§ **Exercise directions**
Tally the lines in the rows below that contain the string "with", where case counts, and give only the number.
■ ■ ■ ■
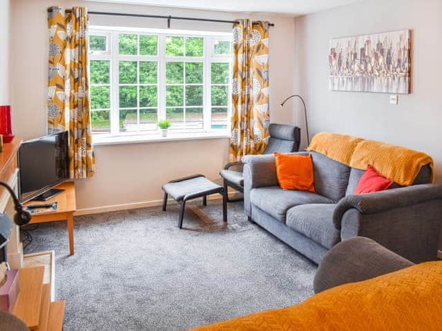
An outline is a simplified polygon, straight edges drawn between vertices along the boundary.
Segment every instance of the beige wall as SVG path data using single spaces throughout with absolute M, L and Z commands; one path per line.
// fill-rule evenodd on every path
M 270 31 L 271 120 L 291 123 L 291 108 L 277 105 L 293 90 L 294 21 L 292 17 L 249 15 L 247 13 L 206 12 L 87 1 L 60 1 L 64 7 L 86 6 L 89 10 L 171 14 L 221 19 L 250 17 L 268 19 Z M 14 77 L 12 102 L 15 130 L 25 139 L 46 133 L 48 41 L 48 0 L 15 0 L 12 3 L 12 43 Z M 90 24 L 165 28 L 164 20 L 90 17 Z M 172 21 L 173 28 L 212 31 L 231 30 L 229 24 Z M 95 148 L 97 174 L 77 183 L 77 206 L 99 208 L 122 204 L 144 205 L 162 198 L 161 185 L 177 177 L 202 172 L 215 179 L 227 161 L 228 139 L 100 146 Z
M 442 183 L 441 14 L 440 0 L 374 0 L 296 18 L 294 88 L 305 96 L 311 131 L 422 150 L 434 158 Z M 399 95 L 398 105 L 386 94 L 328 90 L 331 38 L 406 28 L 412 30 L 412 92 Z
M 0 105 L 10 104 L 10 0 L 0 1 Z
■ ■ ■ ■
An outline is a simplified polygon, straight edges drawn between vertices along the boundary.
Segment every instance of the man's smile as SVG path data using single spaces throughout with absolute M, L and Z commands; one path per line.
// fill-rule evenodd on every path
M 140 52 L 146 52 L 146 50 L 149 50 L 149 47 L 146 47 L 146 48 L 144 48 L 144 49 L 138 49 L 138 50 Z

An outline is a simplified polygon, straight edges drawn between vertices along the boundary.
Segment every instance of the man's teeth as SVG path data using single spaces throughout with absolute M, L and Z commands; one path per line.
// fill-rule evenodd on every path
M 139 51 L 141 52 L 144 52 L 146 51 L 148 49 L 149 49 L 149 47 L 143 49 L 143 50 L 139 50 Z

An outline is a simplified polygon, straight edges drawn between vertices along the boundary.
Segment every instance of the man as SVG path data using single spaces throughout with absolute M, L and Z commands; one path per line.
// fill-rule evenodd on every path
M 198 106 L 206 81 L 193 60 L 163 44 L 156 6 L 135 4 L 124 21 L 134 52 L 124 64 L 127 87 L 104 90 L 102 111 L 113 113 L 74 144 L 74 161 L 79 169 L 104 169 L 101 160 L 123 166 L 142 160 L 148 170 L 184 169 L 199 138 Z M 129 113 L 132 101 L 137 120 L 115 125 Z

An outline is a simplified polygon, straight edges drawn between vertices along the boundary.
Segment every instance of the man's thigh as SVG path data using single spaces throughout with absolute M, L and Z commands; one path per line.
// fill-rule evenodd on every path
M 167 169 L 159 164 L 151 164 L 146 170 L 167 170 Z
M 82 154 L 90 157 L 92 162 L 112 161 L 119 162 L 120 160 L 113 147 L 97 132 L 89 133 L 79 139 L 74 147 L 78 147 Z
■ ■ ■ ■
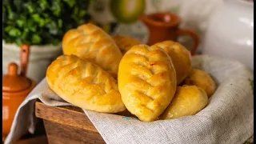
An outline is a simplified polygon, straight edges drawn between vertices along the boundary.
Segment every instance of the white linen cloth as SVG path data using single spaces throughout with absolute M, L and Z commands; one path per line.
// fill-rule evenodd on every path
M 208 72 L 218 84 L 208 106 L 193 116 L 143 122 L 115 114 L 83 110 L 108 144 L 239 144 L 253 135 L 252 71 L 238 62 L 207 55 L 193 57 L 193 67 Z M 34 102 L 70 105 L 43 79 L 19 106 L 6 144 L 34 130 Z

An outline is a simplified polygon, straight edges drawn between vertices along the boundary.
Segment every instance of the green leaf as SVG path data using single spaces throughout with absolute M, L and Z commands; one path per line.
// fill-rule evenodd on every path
■ ■ ■ ■
§ **Correct answer**
7